What the exercise asks | Please render every line of the entries below as a Markdown table with two columns, Row for the row number and Line for the line itself, leaving out blank lines.
○ ○ ○ ○ ○
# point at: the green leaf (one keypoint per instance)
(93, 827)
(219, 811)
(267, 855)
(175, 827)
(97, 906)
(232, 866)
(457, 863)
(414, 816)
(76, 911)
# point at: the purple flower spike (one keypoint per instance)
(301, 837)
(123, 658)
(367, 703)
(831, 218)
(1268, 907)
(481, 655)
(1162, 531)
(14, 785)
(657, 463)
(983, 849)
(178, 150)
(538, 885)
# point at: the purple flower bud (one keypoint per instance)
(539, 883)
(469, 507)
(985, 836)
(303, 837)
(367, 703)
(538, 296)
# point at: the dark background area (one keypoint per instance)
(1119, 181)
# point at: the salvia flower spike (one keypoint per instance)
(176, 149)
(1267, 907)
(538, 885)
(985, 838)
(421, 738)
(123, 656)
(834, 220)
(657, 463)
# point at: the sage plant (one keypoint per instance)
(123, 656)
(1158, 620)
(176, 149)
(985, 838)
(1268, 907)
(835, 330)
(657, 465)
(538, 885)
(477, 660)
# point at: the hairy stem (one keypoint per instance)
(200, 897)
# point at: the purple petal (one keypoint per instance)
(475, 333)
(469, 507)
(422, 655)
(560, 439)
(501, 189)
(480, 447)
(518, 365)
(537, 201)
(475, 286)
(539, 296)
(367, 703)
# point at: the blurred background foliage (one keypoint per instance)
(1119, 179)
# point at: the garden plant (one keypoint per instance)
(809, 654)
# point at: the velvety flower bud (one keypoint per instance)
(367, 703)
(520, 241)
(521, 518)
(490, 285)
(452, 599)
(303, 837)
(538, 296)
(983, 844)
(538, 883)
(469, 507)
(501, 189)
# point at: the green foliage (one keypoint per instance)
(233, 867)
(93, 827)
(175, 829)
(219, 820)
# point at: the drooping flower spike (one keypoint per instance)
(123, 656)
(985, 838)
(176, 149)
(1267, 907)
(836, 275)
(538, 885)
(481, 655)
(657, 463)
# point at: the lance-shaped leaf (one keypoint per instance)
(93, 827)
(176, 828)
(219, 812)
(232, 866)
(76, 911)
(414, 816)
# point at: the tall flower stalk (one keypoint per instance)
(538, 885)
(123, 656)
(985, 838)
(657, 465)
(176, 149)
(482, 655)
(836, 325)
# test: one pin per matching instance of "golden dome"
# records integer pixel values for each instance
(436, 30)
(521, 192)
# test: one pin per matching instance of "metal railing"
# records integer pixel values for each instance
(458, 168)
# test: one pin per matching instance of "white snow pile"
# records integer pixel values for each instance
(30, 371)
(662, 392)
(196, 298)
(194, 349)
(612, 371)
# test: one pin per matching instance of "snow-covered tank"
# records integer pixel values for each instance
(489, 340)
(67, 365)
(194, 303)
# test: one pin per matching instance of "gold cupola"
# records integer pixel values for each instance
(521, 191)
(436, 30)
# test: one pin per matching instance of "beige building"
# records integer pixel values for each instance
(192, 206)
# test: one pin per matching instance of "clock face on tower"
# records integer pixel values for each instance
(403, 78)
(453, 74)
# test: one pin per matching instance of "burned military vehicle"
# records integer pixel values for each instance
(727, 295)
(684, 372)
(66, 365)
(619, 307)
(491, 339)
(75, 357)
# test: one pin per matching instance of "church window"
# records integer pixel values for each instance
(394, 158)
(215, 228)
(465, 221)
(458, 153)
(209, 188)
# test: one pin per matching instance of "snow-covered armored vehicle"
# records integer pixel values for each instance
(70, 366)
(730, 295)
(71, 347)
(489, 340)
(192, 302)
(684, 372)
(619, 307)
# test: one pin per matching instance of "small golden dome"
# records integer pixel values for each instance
○ ○ ○ ○ ○
Written answer |
| Row | Line |
|---|---|
| 1 | # point at: the green leaf (one keypoint per instance) |
| 2 | (93, 827) |
| 3 | (219, 811) |
| 4 | (267, 855) |
| 5 | (175, 827) |
| 6 | (97, 906) |
| 7 | (232, 866) |
| 8 | (457, 863) |
| 9 | (414, 816) |
| 10 | (76, 911) |
| 11 | # point at: the purple flower spike (one keypoint per instance) |
| 12 | (301, 837) |
| 13 | (123, 658) |
| 14 | (367, 703) |
| 15 | (831, 218) |
| 16 | (1268, 907) |
| 17 | (481, 655) |
| 18 | (1162, 531) |
| 19 | (14, 785) |
| 20 | (657, 463) |
| 21 | (983, 849) |
| 22 | (178, 150) |
| 23 | (538, 885) |
| 24 | # point at: the purple flower bud (one keypoint per instance) |
| 25 | (539, 883) |
| 26 | (469, 507) |
| 27 | (985, 836) |
| 28 | (303, 837) |
| 29 | (367, 703) |
| 30 | (538, 296) |
| 31 | # point at: the dark background area (one keypoint per instance) |
| 32 | (1119, 181) |
| 33 | # point at: the salvia flower spike (one keypoint per instance) |
| 34 | (176, 149) |
| 35 | (1267, 907) |
| 36 | (538, 885) |
| 37 | (985, 838) |
| 38 | (421, 738) |
| 39 | (123, 656) |
| 40 | (834, 220) |
| 41 | (657, 463) |
| 42 | # point at: the sage plant (one keypoint per instance) |
| 43 | (123, 656) |
| 44 | (1158, 620) |
| 45 | (176, 149) |
| 46 | (985, 838) |
| 47 | (1268, 907) |
| 48 | (835, 330) |
| 49 | (657, 465) |
| 50 | (538, 885) |
| 51 | (477, 660) |
| 52 | # point at: the hairy stem (one keypoint per instance) |
| 53 | (200, 897) |
| 54 | # point at: the purple petal (one keypoint per instance) |
| 55 | (475, 333) |
| 56 | (469, 507) |
| 57 | (422, 655) |
| 58 | (560, 439) |
| 59 | (501, 189) |
| 60 | (480, 447) |
| 61 | (518, 365) |
| 62 | (537, 201) |
| 63 | (475, 286) |
| 64 | (539, 296) |
| 65 | (367, 703) |
| 66 | # point at: the blurred background foliage (one keypoint per instance) |
| 67 | (1119, 179) |
| 68 | # point at: the garden plant (one keypoint per instance) |
| 69 | (809, 654) |
| 70 | # point at: the velvety flower bud (one keypoint per instance) |
| 71 | (367, 703) |
| 72 | (520, 241) |
| 73 | (521, 518) |
| 74 | (490, 285) |
| 75 | (452, 599) |
| 76 | (303, 837) |
| 77 | (538, 296) |
| 78 | (983, 844) |
| 79 | (538, 883) |
| 80 | (469, 507) |
| 81 | (501, 189) |
| 82 | # point at: the green foliage (one keypoint per instance) |
| 83 | (233, 867) |
| 84 | (93, 827) |
| 85 | (175, 829) |
| 86 | (219, 820) |
| 87 | # point at: the drooping flower spike (one keypoint per instance) |
| 88 | (123, 656) |
| 89 | (985, 838) |
| 90 | (176, 149) |
| 91 | (1267, 907) |
| 92 | (836, 275) |
| 93 | (538, 885) |
| 94 | (481, 655) |
| 95 | (657, 463) |
| 96 | # point at: the lance-shaped leaf (one keypoint per instance) |
| 97 | (93, 827) |
| 98 | (176, 828) |
| 99 | (219, 812) |
| 100 | (232, 866) |
| 101 | (76, 911) |
| 102 | (414, 816) |
| 103 | # point at: the tall flower stalk (one keypoint per instance) |
| 104 | (538, 885) |
| 105 | (123, 656) |
| 106 | (985, 838) |
| 107 | (657, 465) |
| 108 | (176, 149) |
| 109 | (482, 655) |
| 110 | (836, 325) |
| 111 | # test: one pin per matching instance of "golden dome" |
| 112 | # records integer pixel values for each instance |
| 113 | (436, 30) |
| 114 | (521, 192) |
| 115 | # test: one pin per matching instance of "metal railing" |
| 116 | # records integer pixel values for each instance |
| 117 | (458, 168) |
| 118 | # test: one pin per matching instance of "white snow pile" |
| 119 | # records integer pixel values for each instance |
| 120 | (30, 371) |
| 121 | (662, 392) |
| 122 | (196, 298) |
| 123 | (194, 349) |
| 124 | (612, 371) |
| 125 | # test: one pin per matching instance of "snow-covered tank" |
| 126 | # records integer pixel values for each instance |
| 127 | (489, 340) |
| 128 | (67, 365) |
| 129 | (194, 303) |
| 130 | # test: one pin per matching instance of "gold cupola" |
| 131 | # records integer pixel values for each instance |
| 132 | (521, 191) |
| 133 | (436, 30) |
| 134 | # test: one pin per matching instance of "beige building" |
| 135 | # records integer pixel values for each instance |
| 136 | (192, 206) |
| 137 | # test: one pin per matching instance of "clock face on tower" |
| 138 | # records integer pixel values for each instance |
| 139 | (403, 78) |
| 140 | (453, 74) |
| 141 | # test: one pin per matching instance of "burned military vehicle" |
| 142 | # records integer pixel values for each instance |
| 143 | (727, 295) |
| 144 | (684, 372) |
| 145 | (66, 365) |
| 146 | (619, 307) |
| 147 | (491, 339) |
| 148 | (75, 357) |
| 149 | # test: one pin per matching instance of "church window" |
| 150 | # records integer pixel values for each instance |
| 151 | (394, 158) |
| 152 | (215, 228) |
| 153 | (465, 221) |
| 154 | (458, 153) |
| 155 | (209, 188) |
| 156 | # test: one pin per matching instance of "snow-covered armored vehicle" |
| 157 | # records integer pixel values for each instance |
| 158 | (70, 366) |
| 159 | (730, 295) |
| 160 | (71, 347) |
| 161 | (489, 340) |
| 162 | (192, 302) |
| 163 | (684, 372) |
| 164 | (619, 307) |
| 165 | # test: one pin per matching instance of "small golden dome" |
| 166 | # records integer pixel values for each instance |